◆ **Quoted passage**
Subtle misinformation on movie nurses appears in the sci-fi movie Contagion. In the movie, no nurses are attending the patients during a critical pandemic because they had all gone on strike. According to the devoted physicians, the nurses were refusing to work because “there were no protocols for this.”

At the last check, it was the responsibility of nurses to educate, identify problem areas, and collect data. They are often at risk to communicable diseases, but their code of ethics prevents them from passing the buck. They are there for disease outbreaks, national disasters, and other circumstances that call for bravery, stoicism, and determination.

Better Portrayals of Movie Nurses

Are there any good films or television shows concerning nurses? Anyone who remembers the series M*A*S*H is unable to forget the head nurse, “Hot Lips Hoolihan.” Although the show was crafted primarily around humor, Hoolihan’s cool head and steady hand at the operating table depicts the true nobility of the nursing profession.

◆ **Dataset records**
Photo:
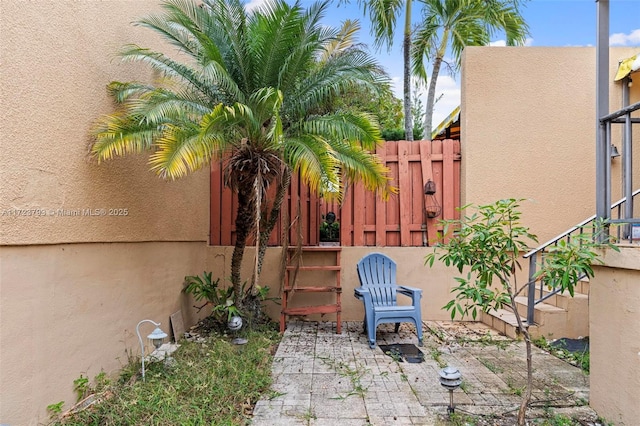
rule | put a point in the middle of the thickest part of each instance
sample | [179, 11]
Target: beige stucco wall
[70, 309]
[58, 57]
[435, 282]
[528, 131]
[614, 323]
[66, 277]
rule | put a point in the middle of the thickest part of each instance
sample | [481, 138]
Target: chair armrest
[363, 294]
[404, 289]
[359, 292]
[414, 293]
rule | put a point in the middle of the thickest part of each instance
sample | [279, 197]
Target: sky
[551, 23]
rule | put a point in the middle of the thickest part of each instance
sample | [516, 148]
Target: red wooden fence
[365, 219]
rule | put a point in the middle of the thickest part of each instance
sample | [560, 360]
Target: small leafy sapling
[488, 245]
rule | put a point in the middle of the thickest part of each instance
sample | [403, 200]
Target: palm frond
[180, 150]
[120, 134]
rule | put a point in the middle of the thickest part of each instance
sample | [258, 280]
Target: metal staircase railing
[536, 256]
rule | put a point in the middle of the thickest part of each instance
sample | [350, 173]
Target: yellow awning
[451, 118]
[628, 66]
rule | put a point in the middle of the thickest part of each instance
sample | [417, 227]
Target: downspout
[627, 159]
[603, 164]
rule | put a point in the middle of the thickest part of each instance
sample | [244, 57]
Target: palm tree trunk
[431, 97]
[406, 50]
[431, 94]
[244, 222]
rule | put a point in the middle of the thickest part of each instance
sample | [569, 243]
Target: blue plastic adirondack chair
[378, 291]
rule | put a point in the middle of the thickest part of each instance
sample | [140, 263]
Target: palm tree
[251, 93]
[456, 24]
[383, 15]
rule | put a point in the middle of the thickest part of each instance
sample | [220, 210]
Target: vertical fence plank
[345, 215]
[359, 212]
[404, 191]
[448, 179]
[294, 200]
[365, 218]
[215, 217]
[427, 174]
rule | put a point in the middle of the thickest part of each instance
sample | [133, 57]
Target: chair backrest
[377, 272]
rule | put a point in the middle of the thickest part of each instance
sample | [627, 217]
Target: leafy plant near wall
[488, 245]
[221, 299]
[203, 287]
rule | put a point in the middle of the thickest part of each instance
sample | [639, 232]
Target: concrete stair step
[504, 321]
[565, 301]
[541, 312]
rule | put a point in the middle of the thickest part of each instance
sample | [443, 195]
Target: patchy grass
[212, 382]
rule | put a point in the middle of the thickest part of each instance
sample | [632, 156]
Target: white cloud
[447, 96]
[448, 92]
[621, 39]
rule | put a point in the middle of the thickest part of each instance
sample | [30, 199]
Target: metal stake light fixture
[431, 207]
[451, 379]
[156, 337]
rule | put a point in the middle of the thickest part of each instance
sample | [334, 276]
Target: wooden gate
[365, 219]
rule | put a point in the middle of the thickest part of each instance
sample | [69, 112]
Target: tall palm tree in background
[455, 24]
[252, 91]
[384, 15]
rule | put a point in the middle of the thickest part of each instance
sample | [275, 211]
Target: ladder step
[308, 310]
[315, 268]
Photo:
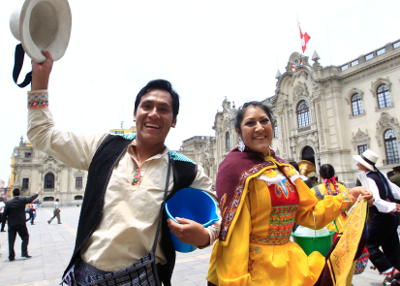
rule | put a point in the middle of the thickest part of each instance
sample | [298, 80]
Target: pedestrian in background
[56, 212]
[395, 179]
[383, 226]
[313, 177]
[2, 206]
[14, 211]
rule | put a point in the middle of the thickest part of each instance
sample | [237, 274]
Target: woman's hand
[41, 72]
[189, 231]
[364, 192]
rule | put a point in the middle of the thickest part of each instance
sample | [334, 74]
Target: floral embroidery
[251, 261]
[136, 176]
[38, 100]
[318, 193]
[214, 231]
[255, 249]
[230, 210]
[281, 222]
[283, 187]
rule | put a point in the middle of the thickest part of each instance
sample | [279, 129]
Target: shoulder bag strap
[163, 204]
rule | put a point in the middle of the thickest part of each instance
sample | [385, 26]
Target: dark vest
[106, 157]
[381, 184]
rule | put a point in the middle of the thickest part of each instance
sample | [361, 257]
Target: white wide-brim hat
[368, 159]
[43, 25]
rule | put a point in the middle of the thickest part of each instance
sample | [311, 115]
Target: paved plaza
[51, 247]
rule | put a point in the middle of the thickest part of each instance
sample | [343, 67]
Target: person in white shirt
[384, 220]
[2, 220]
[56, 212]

◆ **Explore the material**
1. In the passage on movie nurses, which series features the head nurse "Hot Lips Hoolihan"?
2. Print everything in the passage on movie nurses from "At the last" down to "stoicism, and determination.".
3. Write what comes next in the passage on movie nurses, starting after its final sentence.
These data come from a separate source, unrelated to the passage on movie nurses.

◆ **Per-task outputs**
1. M*A*S*H

2.
At the last check, it was the responsibility of nurses to educate, identify problem areas, and collect data. They are often at risk to communicable diseases, but their code of ethics prevents them from passing the buck. They are there for disease outbreaks, national disasters, and other circumstances that call for bravery, stoicism, and determination.

3.
Top must-see movies include Precious. Based on a novel by the same title, a nurse’s aide becomes involved in the plight of a young girl who gives birth to a second child, fathered by her own father. An unforgettable film was The English Patient, which depicts the devotion of a young nurse to her patient during the perils of World War II. Other great movies honoring the profession of the nurse include Wit, Magnolia, and Eastern Promise.

Finding films that represent the true qualities of nursing care is difficult. Stereotypes continue to see the nurse as someone whose greatest skills lay in changing sheets and beguiling noble doctors, but the stereotype is slowly changing.

Nursing requires a studious nature, a great deal of discipline, a great deal of knowledge in medical terms and practices and a devotion to the well-being of their patients. It’s time to bring the nursing reality to the forefront as the physician is not the only hero.